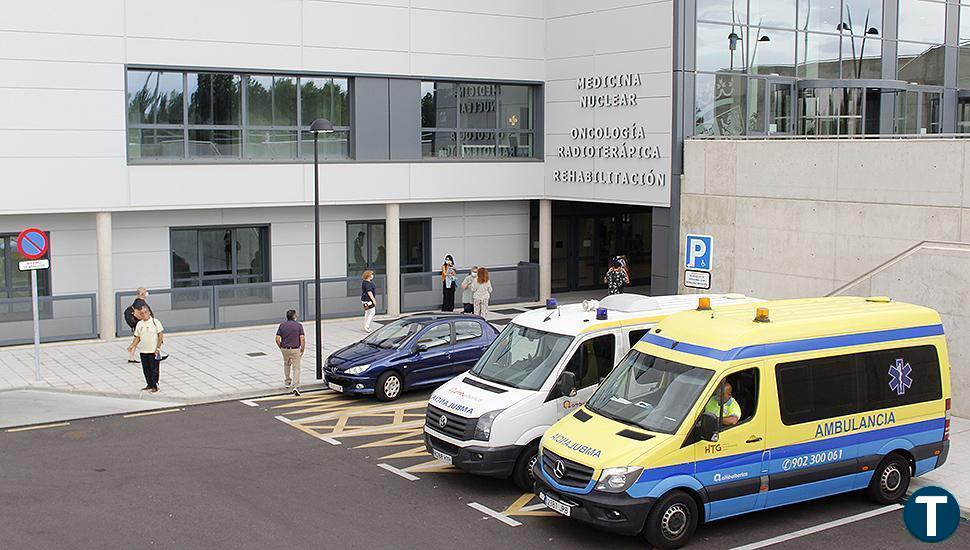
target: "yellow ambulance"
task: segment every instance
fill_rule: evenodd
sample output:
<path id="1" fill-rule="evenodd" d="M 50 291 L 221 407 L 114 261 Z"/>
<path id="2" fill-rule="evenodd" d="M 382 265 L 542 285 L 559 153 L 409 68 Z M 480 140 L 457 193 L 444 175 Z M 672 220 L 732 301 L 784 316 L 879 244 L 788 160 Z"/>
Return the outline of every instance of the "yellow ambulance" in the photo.
<path id="1" fill-rule="evenodd" d="M 946 460 L 940 316 L 888 298 L 728 305 L 668 317 L 543 436 L 546 506 L 686 544 L 698 524 L 865 489 L 903 498 Z"/>

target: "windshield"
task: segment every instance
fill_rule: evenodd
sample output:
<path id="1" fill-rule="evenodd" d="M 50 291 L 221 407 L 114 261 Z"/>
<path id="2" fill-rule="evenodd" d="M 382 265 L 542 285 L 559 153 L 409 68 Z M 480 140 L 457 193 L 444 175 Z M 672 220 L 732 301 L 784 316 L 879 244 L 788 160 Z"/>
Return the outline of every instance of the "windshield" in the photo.
<path id="1" fill-rule="evenodd" d="M 513 388 L 537 390 L 572 340 L 572 336 L 511 323 L 492 342 L 472 368 L 472 373 Z"/>
<path id="2" fill-rule="evenodd" d="M 423 327 L 424 323 L 409 319 L 398 319 L 368 334 L 361 341 L 383 349 L 397 348 L 417 334 Z"/>
<path id="3" fill-rule="evenodd" d="M 708 369 L 630 350 L 586 406 L 607 418 L 672 434 L 713 375 Z"/>

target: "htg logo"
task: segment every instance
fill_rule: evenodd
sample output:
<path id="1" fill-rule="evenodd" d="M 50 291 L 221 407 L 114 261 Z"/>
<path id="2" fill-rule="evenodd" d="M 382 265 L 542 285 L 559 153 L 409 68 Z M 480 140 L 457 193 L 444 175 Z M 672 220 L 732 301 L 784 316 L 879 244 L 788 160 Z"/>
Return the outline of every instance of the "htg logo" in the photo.
<path id="1" fill-rule="evenodd" d="M 944 541 L 960 524 L 960 505 L 942 487 L 923 487 L 906 500 L 903 522 L 909 534 L 923 542 Z"/>

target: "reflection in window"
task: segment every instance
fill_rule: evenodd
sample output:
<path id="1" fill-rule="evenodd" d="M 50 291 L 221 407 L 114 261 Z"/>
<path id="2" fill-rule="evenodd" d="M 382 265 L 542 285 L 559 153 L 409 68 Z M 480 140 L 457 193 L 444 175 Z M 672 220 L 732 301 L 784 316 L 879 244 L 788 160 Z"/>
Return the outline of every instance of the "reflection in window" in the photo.
<path id="1" fill-rule="evenodd" d="M 838 0 L 798 0 L 798 30 L 838 32 L 841 11 Z"/>
<path id="2" fill-rule="evenodd" d="M 129 124 L 182 124 L 182 73 L 128 71 Z"/>
<path id="3" fill-rule="evenodd" d="M 960 6 L 959 44 L 960 61 L 958 64 L 959 80 L 957 85 L 961 88 L 966 88 L 970 87 L 970 6 Z"/>
<path id="4" fill-rule="evenodd" d="M 899 0 L 897 38 L 942 44 L 946 35 L 946 4 L 925 0 Z"/>
<path id="5" fill-rule="evenodd" d="M 795 33 L 752 28 L 745 38 L 753 44 L 751 73 L 795 76 Z"/>
<path id="6" fill-rule="evenodd" d="M 899 80 L 918 84 L 943 85 L 943 46 L 899 42 L 897 45 Z"/>
<path id="7" fill-rule="evenodd" d="M 239 130 L 189 130 L 189 156 L 239 158 L 241 139 Z"/>
<path id="8" fill-rule="evenodd" d="M 238 125 L 241 79 L 235 74 L 189 73 L 189 124 Z"/>
<path id="9" fill-rule="evenodd" d="M 457 134 L 455 132 L 421 132 L 421 157 L 457 158 Z"/>
<path id="10" fill-rule="evenodd" d="M 818 136 L 861 134 L 862 97 L 862 88 L 799 90 L 801 133 Z"/>
<path id="11" fill-rule="evenodd" d="M 839 36 L 798 33 L 798 76 L 801 78 L 840 78 Z"/>
<path id="12" fill-rule="evenodd" d="M 748 18 L 747 0 L 697 0 L 697 19 L 743 25 Z"/>
<path id="13" fill-rule="evenodd" d="M 347 276 L 387 269 L 384 222 L 347 222 Z"/>
<path id="14" fill-rule="evenodd" d="M 172 287 L 267 282 L 269 228 L 172 229 Z"/>
<path id="15" fill-rule="evenodd" d="M 751 0 L 752 27 L 795 28 L 795 0 Z"/>
<path id="16" fill-rule="evenodd" d="M 743 71 L 744 29 L 713 23 L 697 24 L 697 70 Z"/>
<path id="17" fill-rule="evenodd" d="M 747 88 L 745 77 L 698 74 L 694 133 L 708 136 L 744 134 Z"/>
<path id="18" fill-rule="evenodd" d="M 300 78 L 300 100 L 303 120 L 308 127 L 325 118 L 334 128 L 350 126 L 350 92 L 346 78 Z"/>
<path id="19" fill-rule="evenodd" d="M 128 129 L 128 158 L 170 159 L 185 154 L 185 132 L 156 128 Z"/>
<path id="20" fill-rule="evenodd" d="M 423 128 L 458 127 L 458 95 L 454 83 L 421 83 L 421 126 Z"/>
<path id="21" fill-rule="evenodd" d="M 48 235 L 49 236 L 49 235 Z M 20 271 L 20 262 L 26 260 L 17 249 L 17 235 L 0 235 L 0 300 L 5 298 L 26 298 L 30 296 L 30 272 Z M 37 271 L 37 294 L 51 295 L 51 270 Z M 30 302 L 17 304 L 24 306 L 24 311 L 18 311 L 15 305 L 0 308 L 0 317 L 9 318 L 11 313 L 30 313 Z"/>
<path id="22" fill-rule="evenodd" d="M 957 103 L 957 133 L 970 134 L 970 98 L 961 97 Z"/>
<path id="23" fill-rule="evenodd" d="M 246 108 L 250 126 L 296 126 L 296 78 L 250 76 Z"/>
<path id="24" fill-rule="evenodd" d="M 882 0 L 842 0 L 842 31 L 855 36 L 880 36 Z"/>

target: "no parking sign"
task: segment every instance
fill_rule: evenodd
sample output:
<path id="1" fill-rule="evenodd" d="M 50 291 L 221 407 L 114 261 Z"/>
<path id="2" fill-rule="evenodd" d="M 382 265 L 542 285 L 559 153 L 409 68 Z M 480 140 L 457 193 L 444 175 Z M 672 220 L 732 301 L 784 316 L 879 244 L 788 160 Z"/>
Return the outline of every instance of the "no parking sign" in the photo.
<path id="1" fill-rule="evenodd" d="M 711 268 L 714 266 L 714 237 L 687 235 L 684 247 L 684 286 L 711 289 Z"/>

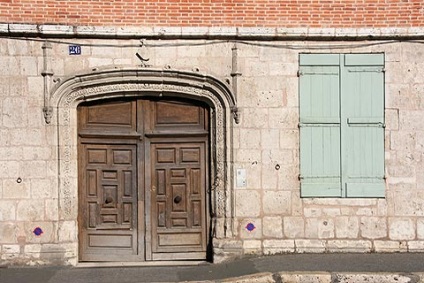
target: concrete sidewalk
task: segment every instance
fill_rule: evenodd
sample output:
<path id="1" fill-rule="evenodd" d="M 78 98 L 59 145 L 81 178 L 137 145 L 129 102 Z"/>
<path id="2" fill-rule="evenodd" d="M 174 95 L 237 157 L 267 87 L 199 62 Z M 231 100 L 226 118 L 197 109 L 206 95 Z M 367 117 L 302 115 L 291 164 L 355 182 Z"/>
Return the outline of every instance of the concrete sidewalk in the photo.
<path id="1" fill-rule="evenodd" d="M 137 267 L 3 267 L 1 283 L 424 282 L 424 253 L 287 254 L 222 264 Z"/>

:::

## WHAT THE EXERCISE ASKS
From the listing above, collect every line that mentions the word "target".

## WRITTEN RESPONSE
target: "yellow ambulance"
target: "windshield"
target: "htg logo"
target: "reflection in window"
target: "no parking sign"
target: concrete sidewalk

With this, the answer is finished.